>> BEGIN Source passage
I feel your woe for years ago I was in the same situation. My wife had to move on in life and she could not take the children with her because they did not fit her new lifestyle. And yes the emptiness of the loss both with Love and the Lifestyle of being married was gone causing a tremendous change in the household and in my personal life. But i had my children to raise and a business to run so that kept me very busy.
As for dating well I believed as chawks64 mentioned why put the children through that, so I did not date, however there was so much to do with all the functions the children had both with schools and there personal interests and the household and the business I really did not miss it nor really had the time to commit to a real relationship. So we lived on, and happily at that.
Now there married and starting there families and I have to mention what my middle son said to me once while visiting me.
He told me that he and his older brother tried to set me up several times with there friend s's mothers, and that they aways wanted me to find someone. I never knew this for i was aways busy keeping thing going. and yes I recall a lot of women asking but i just never pursued it because i thought it would do more harm than good....
>> END Source passage
### Required task
Continue the post about raising children alone after a marriage ended, starting right after its last sentence. The listing that comes next is separate material and has no connection to the post about raising children alone after a marriage ended.
>> BEGIN Given data
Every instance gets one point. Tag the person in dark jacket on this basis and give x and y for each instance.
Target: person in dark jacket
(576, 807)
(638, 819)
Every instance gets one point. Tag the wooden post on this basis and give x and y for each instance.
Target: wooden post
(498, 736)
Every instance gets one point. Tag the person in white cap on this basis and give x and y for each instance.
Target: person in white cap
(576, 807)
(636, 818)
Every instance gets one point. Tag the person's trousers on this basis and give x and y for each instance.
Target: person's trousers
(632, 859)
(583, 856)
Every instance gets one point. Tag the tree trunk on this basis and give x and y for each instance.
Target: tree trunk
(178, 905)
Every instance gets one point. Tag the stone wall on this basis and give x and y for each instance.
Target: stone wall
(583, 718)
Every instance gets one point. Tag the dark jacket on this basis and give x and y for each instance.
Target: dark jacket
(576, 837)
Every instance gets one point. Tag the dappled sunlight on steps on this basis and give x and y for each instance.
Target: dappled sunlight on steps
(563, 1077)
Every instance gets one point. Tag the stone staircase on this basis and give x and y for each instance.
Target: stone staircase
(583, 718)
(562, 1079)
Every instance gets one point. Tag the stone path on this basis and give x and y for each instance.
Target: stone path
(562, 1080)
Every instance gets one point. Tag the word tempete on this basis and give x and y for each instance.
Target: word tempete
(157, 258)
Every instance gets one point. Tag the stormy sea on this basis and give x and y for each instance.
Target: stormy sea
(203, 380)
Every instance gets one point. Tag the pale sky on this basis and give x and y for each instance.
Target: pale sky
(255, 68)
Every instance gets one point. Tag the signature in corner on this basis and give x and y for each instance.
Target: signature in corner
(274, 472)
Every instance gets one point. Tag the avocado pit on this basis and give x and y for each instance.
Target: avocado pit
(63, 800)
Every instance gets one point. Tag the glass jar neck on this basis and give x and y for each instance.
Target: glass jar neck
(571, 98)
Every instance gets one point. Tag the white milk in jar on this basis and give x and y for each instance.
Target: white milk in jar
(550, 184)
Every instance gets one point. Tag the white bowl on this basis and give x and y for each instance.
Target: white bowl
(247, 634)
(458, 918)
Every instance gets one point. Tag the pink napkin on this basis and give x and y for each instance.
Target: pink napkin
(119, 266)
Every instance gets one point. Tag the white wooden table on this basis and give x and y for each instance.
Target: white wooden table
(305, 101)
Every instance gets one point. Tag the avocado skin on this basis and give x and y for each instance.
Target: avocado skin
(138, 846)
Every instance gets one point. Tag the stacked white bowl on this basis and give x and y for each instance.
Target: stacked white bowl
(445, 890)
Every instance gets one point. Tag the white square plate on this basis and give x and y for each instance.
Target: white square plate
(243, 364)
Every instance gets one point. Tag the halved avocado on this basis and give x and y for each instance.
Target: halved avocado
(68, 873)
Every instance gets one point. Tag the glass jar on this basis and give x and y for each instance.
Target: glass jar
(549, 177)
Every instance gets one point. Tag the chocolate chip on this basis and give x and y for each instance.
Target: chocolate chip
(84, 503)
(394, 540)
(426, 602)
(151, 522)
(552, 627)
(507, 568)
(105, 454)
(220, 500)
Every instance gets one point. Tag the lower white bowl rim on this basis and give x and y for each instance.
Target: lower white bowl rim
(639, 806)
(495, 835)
>> END Given data
### Response to the exercise
and as my boys pointed out I was WRONG I should have pursued a personal relationship. lol I really do not know how I would have managed it however I should have.

oh and here's another tid bit after getting past this and raising your children and getting a routine going so things go smoothly for you all. After they are all married and moving away you have to re-adapt again to another whole way of life...What a roller coaster Life is.

I wish you the best of luck and don't do what I did put yourself on ice for the children, they understand way more than you know. But do be careful it is a fine line.